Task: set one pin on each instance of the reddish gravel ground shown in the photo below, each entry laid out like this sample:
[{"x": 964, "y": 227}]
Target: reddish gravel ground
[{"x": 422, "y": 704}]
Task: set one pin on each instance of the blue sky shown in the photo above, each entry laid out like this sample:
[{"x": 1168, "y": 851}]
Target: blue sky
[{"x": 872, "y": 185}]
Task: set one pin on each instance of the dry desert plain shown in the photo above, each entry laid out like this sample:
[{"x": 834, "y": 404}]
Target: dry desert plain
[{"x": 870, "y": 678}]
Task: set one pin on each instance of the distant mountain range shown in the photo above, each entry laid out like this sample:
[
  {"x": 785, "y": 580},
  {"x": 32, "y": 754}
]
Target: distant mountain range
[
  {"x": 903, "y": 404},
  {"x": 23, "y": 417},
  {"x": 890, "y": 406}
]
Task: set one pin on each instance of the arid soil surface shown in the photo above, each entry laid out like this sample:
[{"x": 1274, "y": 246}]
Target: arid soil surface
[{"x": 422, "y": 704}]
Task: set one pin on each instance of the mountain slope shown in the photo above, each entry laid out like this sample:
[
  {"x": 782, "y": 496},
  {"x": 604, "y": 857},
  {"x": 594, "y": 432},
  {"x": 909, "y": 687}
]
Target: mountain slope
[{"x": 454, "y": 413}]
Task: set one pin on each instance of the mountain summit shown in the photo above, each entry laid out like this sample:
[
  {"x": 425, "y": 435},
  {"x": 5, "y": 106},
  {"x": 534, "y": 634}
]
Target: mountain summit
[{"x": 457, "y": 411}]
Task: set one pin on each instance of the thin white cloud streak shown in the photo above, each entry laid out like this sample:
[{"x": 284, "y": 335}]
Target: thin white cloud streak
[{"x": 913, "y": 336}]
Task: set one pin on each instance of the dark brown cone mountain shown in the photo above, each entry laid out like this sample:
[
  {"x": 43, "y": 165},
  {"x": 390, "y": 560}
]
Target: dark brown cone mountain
****************************************
Return all of the above records exactly, leaving no line out.

Task: set one pin on each instance of the reddish gravel ground shown in the photo below, each entry laid out like this sample:
[{"x": 964, "y": 227}]
Target: reddish gravel ground
[{"x": 422, "y": 704}]
Task: set one pin on each instance of the blue sky shown in the photo above, each entry laid out like this sample:
[{"x": 1168, "y": 851}]
Target: blue sky
[{"x": 872, "y": 185}]
Task: set one pin on each instance of the dry desert plain shown in the photo above, each entry laid out like this sample:
[{"x": 834, "y": 404}]
Target: dry desert plain
[{"x": 870, "y": 678}]
Task: set one pin on each instance of the distant mountain range shown in the photo above, each entry laid out like this sample:
[
  {"x": 785, "y": 580},
  {"x": 32, "y": 754}
]
Target: distant mountain range
[
  {"x": 903, "y": 404},
  {"x": 23, "y": 417},
  {"x": 890, "y": 406}
]
Task: set one pin on each instance of the arid soil surface shown in the photo above, each entry laid out like this sample:
[{"x": 1274, "y": 246}]
Target: arid soil surface
[{"x": 422, "y": 704}]
Task: set one pin on each instance of the mountain slope shown in the photo above, each entry laid out like this sample:
[
  {"x": 782, "y": 496},
  {"x": 604, "y": 857},
  {"x": 594, "y": 432},
  {"x": 909, "y": 687}
]
Target: mountain slope
[{"x": 454, "y": 413}]
Task: set one pin on each instance of the mountain summit shown in the photo above, each entry laid out like this sample:
[
  {"x": 425, "y": 435},
  {"x": 5, "y": 106},
  {"x": 534, "y": 634}
]
Target: mountain summit
[{"x": 457, "y": 411}]
Task: set one pin on each instance of the thin white cloud streak shown in the photo above, each entry laid out like this sample:
[{"x": 284, "y": 335}]
Target: thin white cloud streak
[{"x": 913, "y": 336}]
Task: set one pin on each instance of the dark brown cone mountain shown in the photo above, each entry laid out like this sample:
[
  {"x": 43, "y": 165},
  {"x": 390, "y": 560}
]
Target: dark brown cone mountain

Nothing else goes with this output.